**Exercise description**
Return the following entries exactly, word for word.

──────── The data

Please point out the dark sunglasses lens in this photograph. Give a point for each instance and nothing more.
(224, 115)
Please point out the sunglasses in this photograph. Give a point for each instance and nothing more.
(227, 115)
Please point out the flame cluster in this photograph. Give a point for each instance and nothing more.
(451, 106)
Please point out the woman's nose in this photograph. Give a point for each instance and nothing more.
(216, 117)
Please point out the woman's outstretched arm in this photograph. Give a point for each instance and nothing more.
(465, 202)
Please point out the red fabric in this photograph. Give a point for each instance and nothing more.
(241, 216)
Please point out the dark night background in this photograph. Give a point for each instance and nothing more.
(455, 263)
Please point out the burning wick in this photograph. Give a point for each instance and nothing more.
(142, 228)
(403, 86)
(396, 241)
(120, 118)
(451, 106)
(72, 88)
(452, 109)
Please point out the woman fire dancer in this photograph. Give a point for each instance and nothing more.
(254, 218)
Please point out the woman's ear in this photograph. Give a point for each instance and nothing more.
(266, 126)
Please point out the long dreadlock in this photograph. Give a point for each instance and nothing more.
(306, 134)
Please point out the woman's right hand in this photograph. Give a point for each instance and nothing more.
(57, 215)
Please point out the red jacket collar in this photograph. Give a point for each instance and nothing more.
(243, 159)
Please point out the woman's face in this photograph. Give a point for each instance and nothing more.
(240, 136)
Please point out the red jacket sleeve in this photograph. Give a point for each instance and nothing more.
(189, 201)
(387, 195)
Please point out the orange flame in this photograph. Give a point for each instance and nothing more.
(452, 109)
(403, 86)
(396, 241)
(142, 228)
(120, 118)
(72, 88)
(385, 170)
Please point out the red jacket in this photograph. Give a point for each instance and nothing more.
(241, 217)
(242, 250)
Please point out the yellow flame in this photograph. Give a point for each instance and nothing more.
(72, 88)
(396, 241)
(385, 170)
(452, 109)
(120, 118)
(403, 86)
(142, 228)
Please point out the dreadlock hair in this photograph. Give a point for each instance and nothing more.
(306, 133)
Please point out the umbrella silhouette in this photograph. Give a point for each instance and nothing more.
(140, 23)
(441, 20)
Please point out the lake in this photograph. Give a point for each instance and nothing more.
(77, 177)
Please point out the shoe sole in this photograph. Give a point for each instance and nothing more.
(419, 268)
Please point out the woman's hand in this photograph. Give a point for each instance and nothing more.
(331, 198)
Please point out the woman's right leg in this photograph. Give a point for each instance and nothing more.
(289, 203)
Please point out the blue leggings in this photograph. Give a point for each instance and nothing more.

────────────────

**Expected output**
Please point out the dark sunglasses lens in this photograph. Give a point for each instance and nothing more.
(224, 115)
Please point out the sunglasses in this photograph. Give a point for each instance and nothing more.
(227, 115)
Please point out the flame cluster in this photograph. Give a point for each instance and nothing more.
(451, 106)
Please point out the woman's nose in this photograph. Give a point for each instance and nothing more.
(216, 117)
Please point out the woman's outstretched arm in this photograph. Give a point for each instance and nothing more.
(465, 202)
Please point out the red fabric in this photograph. Give a point for each instance and nothing more.
(241, 216)
Please point out the dark night background in this photograph. Give a point for each instance and nothing more.
(455, 263)
Please point out the burning wick in this photograph. Give a point for each instance and nothing more.
(142, 228)
(403, 86)
(396, 241)
(120, 118)
(451, 106)
(72, 88)
(452, 109)
Please point out the woman fire dancer in this photograph. Give a point for each instance and nothing more.
(254, 218)
Please point out the woman's ear in this photograph. Give a point for each instance and nothing more.
(266, 126)
Please point out the long dreadlock in this photograph. Give a point for each instance and nothing more.
(306, 134)
Please point out the woman's right hand in this photograph. Give a point for each instance and nothing more.
(57, 215)
Please point out the red jacket collar in this photograph. Give a point for each instance and nothing more.
(243, 159)
Please point out the woman's face in this photograph. Give a point for each instance and nothing more.
(240, 136)
Please point out the red jacket sleeve in this photograph. Give a point for each instance and nothing more.
(189, 201)
(387, 195)
Please point out the orange flame in this photograph. Give a point for each instance and nothing more.
(452, 109)
(403, 86)
(396, 241)
(142, 228)
(120, 118)
(72, 88)
(385, 170)
Please point out the red jacket in this photograph. Give a point for each instance and nothing more.
(241, 217)
(242, 250)
Please point out the yellow flame in this photograph. Give a point for each instance and nothing more.
(72, 88)
(396, 241)
(385, 170)
(452, 109)
(120, 118)
(403, 86)
(142, 228)
Please point out the dreadlock hair in this photograph. Give a point for each instance and nothing more.
(306, 133)
Please point out the umbrella silhouette in this photograph. Give a point for each instance and nothing more.
(140, 23)
(441, 20)
Please point out the lake in this photograph. Give a point for each instance and nothing more.
(77, 177)
Please point out the shoe sole in this photograph. Give a point for each instance and nothing more.
(419, 268)
Please point out the woman's hand in this photograph. Give a point for each instance and nothing more.
(331, 198)
Please point out the woman's right leg in this photograph. Give a point for each instance and nothing more.
(289, 203)
Please point out the blue leggings in this photograph. Give a point for each instance and nothing more.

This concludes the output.